## Your objective
Count the lines in the items below that contain the string "yellow", treating uppercase and lowercase as different, and reply with only that number.

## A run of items
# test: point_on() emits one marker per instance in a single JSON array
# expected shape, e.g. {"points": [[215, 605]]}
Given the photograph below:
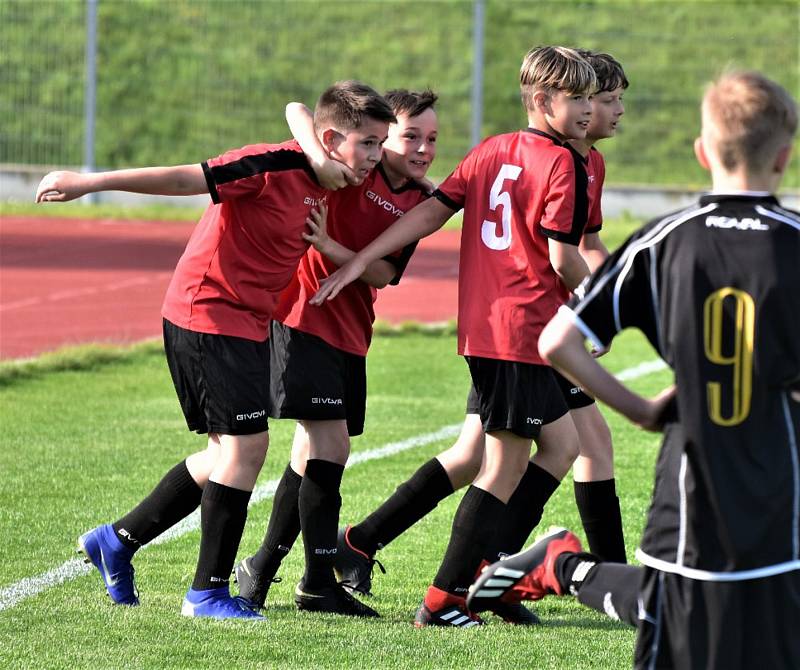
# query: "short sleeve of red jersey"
{"points": [[618, 295], [566, 201], [597, 170], [243, 173], [453, 190]]}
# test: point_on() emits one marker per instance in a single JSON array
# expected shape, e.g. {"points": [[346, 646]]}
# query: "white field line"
{"points": [[28, 587]]}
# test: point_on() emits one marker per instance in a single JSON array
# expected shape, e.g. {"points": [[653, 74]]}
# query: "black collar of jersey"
{"points": [[409, 185], [541, 133], [710, 198]]}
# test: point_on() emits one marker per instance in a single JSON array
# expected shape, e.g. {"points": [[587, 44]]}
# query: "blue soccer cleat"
{"points": [[103, 549], [218, 604]]}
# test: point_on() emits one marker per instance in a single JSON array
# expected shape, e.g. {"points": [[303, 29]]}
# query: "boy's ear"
{"points": [[541, 100], [330, 139], [700, 153]]}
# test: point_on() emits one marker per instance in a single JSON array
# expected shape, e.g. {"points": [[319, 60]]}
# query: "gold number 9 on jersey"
{"points": [[740, 358]]}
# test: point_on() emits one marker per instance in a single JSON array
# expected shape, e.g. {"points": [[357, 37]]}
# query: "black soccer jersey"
{"points": [[716, 290]]}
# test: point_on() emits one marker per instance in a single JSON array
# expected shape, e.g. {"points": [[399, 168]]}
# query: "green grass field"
{"points": [[86, 435]]}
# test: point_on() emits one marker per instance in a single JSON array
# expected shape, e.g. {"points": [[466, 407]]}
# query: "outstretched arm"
{"points": [[563, 345], [176, 180], [424, 219], [331, 173]]}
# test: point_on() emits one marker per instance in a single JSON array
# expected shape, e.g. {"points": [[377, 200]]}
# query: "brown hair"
{"points": [[607, 69], [557, 68], [412, 103], [748, 118], [346, 105]]}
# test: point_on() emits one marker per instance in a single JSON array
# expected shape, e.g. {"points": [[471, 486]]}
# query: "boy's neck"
{"points": [[723, 181], [539, 123], [583, 146], [395, 179]]}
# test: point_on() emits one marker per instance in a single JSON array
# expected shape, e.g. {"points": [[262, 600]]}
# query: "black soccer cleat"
{"points": [[527, 575], [514, 613], [332, 600], [253, 586], [352, 566], [451, 616]]}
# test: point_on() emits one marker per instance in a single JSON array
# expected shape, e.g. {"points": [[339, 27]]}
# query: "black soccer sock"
{"points": [[412, 500], [610, 588], [223, 511], [473, 527], [175, 497], [319, 505], [598, 505], [523, 512], [283, 527]]}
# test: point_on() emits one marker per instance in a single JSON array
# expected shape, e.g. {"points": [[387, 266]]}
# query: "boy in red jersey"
{"points": [[711, 287], [241, 255], [318, 353], [457, 466], [525, 208]]}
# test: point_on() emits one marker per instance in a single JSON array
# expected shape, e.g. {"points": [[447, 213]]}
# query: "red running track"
{"points": [[68, 281]]}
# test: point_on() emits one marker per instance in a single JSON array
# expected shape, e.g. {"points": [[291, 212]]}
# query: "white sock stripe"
{"points": [[28, 587]]}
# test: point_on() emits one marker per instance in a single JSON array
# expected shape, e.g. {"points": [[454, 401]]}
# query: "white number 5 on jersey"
{"points": [[497, 197]]}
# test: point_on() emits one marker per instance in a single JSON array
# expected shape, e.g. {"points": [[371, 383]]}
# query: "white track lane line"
{"points": [[12, 595]]}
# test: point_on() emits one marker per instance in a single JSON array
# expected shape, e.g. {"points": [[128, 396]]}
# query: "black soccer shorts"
{"points": [[222, 382], [312, 380], [573, 395], [508, 395]]}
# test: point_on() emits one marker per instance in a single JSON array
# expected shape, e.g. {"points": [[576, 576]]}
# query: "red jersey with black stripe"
{"points": [[356, 216], [246, 247], [518, 190]]}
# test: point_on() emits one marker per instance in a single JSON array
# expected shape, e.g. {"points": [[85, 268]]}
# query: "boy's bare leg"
{"points": [[175, 497], [595, 487], [284, 520], [557, 447], [223, 507]]}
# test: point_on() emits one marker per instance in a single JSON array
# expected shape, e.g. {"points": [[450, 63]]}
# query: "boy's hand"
{"points": [[317, 223], [330, 286], [62, 186], [660, 410], [333, 175]]}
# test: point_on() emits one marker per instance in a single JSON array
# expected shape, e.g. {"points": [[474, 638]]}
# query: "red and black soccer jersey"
{"points": [[517, 190], [356, 216], [247, 245], [715, 290]]}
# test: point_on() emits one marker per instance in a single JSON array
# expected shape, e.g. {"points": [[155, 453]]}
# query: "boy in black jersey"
{"points": [[714, 288]]}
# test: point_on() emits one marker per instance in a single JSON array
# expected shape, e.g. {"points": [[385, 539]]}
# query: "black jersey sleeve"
{"points": [[621, 294]]}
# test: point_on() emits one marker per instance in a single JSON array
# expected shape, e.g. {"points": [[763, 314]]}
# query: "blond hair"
{"points": [[559, 68], [748, 119], [347, 104]]}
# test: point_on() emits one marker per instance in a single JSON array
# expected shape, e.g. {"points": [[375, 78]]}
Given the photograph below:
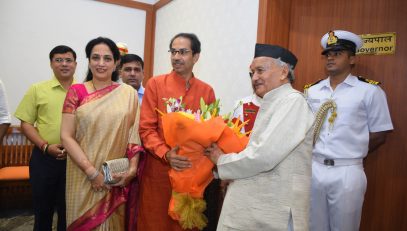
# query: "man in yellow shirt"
{"points": [[40, 114]]}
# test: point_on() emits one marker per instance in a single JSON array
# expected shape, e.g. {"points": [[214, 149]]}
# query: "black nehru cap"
{"points": [[275, 52]]}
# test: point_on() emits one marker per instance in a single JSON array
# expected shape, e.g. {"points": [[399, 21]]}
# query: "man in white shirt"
{"points": [[132, 73], [271, 177], [352, 120]]}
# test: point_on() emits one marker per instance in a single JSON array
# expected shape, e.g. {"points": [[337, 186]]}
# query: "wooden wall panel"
{"points": [[277, 12], [385, 206]]}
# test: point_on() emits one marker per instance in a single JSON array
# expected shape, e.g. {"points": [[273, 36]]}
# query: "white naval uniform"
{"points": [[338, 191]]}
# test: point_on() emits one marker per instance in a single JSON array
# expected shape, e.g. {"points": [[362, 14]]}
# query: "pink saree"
{"points": [[106, 128]]}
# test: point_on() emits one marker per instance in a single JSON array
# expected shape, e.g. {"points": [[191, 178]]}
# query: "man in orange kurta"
{"points": [[155, 192]]}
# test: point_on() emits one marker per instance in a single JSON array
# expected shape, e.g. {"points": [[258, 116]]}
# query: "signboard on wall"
{"points": [[378, 44]]}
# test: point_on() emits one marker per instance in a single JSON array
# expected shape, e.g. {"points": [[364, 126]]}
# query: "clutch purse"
{"points": [[114, 166]]}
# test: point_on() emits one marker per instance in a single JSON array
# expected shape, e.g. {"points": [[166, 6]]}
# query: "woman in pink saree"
{"points": [[100, 122]]}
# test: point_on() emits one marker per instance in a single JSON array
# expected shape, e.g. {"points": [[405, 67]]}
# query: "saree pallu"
{"points": [[106, 127]]}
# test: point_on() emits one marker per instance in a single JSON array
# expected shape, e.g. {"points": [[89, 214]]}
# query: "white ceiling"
{"points": [[152, 2]]}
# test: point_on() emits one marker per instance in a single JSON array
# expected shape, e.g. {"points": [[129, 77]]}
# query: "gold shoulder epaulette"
{"points": [[312, 84], [369, 81]]}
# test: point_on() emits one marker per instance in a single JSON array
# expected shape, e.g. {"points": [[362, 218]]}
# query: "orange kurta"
{"points": [[155, 191]]}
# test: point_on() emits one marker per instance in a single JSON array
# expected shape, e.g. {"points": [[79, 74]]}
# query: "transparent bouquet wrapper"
{"points": [[187, 204]]}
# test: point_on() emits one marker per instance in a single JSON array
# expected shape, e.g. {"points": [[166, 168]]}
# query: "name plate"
{"points": [[378, 44]]}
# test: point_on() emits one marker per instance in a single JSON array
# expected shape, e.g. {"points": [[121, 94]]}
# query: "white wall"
{"points": [[227, 30], [30, 29]]}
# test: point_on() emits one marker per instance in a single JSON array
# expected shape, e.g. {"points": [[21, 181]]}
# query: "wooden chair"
{"points": [[15, 154]]}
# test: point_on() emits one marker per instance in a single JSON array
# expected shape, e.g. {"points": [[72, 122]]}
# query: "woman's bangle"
{"points": [[43, 145], [45, 150], [94, 175]]}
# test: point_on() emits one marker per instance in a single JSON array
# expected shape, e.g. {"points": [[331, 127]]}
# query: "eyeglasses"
{"points": [[61, 60], [182, 52], [129, 69]]}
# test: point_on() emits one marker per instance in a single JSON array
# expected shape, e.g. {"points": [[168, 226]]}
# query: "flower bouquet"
{"points": [[192, 132]]}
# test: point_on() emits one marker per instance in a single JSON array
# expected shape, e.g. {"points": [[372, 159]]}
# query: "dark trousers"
{"points": [[212, 198], [47, 177]]}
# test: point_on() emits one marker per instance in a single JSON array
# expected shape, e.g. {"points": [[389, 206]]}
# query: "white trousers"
{"points": [[337, 194]]}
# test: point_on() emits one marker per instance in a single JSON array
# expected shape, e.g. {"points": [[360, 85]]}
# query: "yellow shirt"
{"points": [[42, 105]]}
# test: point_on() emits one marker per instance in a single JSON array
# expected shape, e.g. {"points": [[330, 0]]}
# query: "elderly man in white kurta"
{"points": [[272, 176]]}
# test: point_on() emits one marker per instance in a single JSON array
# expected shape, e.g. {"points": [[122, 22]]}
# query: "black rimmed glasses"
{"points": [[61, 60], [182, 52]]}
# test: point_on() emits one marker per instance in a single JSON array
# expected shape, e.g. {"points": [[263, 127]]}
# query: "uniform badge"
{"points": [[369, 81]]}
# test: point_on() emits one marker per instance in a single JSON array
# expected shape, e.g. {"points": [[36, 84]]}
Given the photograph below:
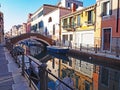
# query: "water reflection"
{"points": [[84, 75]]}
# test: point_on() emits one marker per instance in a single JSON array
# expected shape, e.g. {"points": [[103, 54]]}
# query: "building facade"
{"points": [[108, 25], [46, 19], [78, 27], [1, 27]]}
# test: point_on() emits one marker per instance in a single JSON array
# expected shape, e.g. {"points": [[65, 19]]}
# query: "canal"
{"points": [[77, 73]]}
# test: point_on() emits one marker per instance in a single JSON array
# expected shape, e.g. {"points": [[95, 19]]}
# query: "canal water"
{"points": [[78, 73]]}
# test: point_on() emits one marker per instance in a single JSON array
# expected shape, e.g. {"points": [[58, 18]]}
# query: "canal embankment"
{"points": [[99, 58]]}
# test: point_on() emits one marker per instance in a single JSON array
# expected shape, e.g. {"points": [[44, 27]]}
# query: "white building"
{"points": [[46, 19]]}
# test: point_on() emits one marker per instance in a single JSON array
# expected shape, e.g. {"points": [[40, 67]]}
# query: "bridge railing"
{"points": [[38, 75], [115, 50]]}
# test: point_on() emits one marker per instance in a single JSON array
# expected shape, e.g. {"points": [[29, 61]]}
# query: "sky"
{"points": [[16, 11]]}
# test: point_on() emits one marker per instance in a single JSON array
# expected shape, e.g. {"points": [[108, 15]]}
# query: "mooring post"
{"points": [[43, 76], [23, 65]]}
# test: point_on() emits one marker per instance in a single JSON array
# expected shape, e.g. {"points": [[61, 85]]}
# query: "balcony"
{"points": [[89, 23], [68, 27]]}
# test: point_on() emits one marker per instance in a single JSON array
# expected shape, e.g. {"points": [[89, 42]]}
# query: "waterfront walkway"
{"points": [[10, 74]]}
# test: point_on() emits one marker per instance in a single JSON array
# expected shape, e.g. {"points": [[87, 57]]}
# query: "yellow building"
{"points": [[1, 28], [78, 27]]}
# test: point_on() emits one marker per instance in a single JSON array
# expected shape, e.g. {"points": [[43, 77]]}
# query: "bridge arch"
{"points": [[35, 36]]}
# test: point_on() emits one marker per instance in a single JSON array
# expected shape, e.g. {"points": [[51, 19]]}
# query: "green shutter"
{"points": [[102, 12], [110, 11]]}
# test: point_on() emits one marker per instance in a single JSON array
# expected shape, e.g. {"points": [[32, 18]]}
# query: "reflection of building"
{"points": [[1, 27], [80, 71], [28, 23], [107, 33], [78, 27], [109, 79], [18, 29], [46, 19]]}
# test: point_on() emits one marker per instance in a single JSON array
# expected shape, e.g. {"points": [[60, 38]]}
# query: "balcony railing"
{"points": [[89, 23]]}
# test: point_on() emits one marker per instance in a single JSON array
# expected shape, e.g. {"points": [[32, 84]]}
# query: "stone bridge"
{"points": [[14, 40]]}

## Response below
3